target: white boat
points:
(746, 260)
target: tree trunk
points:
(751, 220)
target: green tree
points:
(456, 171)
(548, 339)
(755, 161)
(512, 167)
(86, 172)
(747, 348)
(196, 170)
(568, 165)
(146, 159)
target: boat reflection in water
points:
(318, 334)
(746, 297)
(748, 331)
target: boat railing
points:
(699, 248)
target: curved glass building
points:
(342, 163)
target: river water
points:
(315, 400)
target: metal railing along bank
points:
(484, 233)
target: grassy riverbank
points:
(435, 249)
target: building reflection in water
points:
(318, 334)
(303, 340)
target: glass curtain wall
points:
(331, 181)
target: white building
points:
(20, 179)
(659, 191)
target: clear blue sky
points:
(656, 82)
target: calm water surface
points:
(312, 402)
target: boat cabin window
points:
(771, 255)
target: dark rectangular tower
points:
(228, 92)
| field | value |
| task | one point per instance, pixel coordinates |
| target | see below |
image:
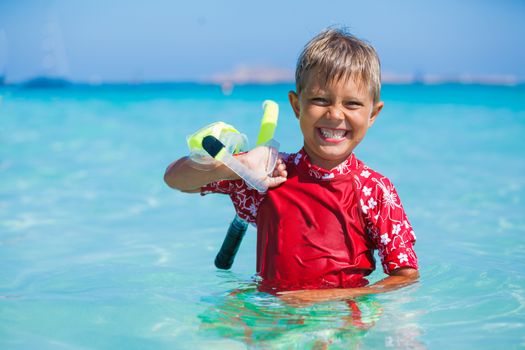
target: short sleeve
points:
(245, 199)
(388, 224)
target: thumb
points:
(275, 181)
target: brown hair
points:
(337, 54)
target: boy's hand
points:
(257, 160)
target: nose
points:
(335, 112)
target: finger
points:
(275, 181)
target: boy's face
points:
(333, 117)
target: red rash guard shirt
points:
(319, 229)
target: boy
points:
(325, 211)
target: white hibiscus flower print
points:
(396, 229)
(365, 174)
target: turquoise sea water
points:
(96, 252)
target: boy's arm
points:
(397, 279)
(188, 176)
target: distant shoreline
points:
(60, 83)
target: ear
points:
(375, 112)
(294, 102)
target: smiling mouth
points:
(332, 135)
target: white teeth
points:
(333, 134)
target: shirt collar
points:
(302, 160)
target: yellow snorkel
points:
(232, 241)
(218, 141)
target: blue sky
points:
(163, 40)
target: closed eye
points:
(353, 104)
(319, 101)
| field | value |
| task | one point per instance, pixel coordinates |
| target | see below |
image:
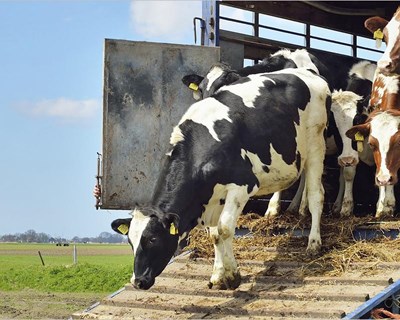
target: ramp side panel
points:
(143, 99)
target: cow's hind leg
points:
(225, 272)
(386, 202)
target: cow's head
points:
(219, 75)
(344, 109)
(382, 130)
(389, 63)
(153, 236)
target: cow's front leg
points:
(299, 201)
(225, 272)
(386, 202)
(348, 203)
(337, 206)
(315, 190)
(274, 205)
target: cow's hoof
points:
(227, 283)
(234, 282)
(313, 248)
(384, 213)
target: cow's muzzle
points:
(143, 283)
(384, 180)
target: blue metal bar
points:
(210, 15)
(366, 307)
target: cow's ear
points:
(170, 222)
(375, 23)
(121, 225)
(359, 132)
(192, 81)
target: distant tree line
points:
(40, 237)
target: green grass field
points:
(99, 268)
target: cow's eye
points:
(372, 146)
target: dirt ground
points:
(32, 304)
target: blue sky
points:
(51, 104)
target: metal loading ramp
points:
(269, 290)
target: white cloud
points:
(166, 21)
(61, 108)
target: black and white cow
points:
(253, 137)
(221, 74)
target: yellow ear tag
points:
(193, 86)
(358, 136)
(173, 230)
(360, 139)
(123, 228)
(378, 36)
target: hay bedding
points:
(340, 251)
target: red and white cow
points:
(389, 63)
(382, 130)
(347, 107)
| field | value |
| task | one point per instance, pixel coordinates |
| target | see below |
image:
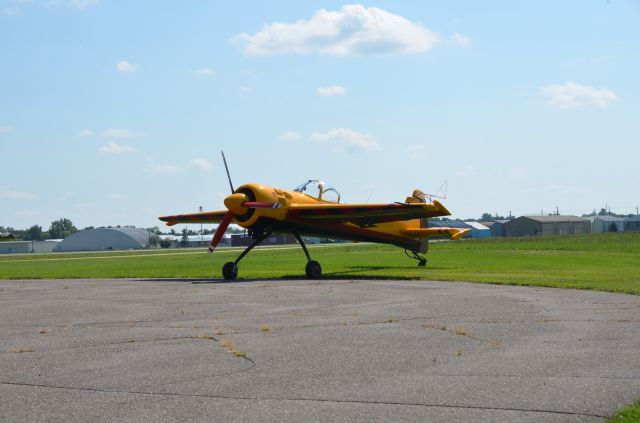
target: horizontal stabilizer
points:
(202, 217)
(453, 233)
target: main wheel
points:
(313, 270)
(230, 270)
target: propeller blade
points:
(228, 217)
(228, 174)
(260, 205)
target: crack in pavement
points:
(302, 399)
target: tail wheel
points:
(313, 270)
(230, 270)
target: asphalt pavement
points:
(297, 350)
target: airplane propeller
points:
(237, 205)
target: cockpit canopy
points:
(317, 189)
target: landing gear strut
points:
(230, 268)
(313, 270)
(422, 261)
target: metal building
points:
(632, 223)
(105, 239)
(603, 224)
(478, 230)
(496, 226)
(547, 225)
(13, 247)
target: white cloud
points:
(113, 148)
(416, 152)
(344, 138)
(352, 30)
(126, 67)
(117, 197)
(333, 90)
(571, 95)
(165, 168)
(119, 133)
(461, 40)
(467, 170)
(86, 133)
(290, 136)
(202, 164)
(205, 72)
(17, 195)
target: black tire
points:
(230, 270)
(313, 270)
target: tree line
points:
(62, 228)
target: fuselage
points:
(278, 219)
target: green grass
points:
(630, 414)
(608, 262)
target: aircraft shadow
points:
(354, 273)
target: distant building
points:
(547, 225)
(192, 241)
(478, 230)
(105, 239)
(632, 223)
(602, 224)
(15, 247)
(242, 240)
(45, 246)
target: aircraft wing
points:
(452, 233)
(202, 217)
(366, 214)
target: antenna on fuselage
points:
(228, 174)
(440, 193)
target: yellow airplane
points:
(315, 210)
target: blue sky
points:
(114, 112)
◇ ◇ ◇ ◇
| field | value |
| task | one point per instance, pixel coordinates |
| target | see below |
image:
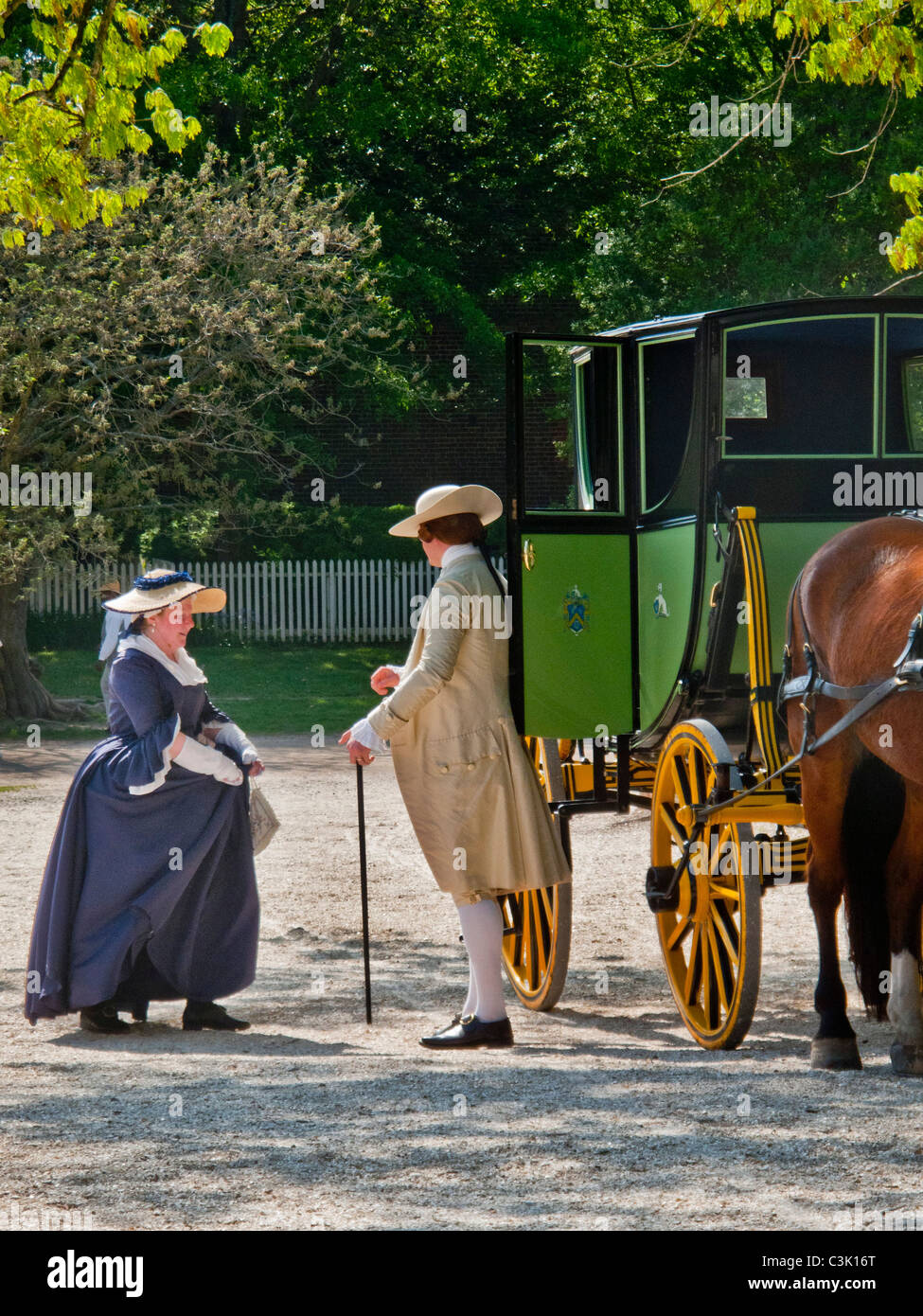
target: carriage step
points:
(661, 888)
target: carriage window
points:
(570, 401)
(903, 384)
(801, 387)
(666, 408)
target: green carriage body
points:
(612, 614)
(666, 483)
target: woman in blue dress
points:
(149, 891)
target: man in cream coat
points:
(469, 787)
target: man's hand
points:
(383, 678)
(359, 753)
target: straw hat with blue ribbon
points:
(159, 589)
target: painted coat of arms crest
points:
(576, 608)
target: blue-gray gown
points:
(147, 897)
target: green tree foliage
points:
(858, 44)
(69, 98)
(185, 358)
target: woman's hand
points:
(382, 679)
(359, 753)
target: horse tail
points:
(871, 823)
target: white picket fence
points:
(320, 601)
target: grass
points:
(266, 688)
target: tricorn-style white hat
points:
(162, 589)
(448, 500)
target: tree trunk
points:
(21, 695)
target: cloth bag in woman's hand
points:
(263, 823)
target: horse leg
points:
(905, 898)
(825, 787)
◇ ◇ ◇ ◇
> Your goal
Determine how many lines of the material above contain the string "tail", treating uppercase and lowercase letters as distinct. Reply with the number alone.

> Final result
2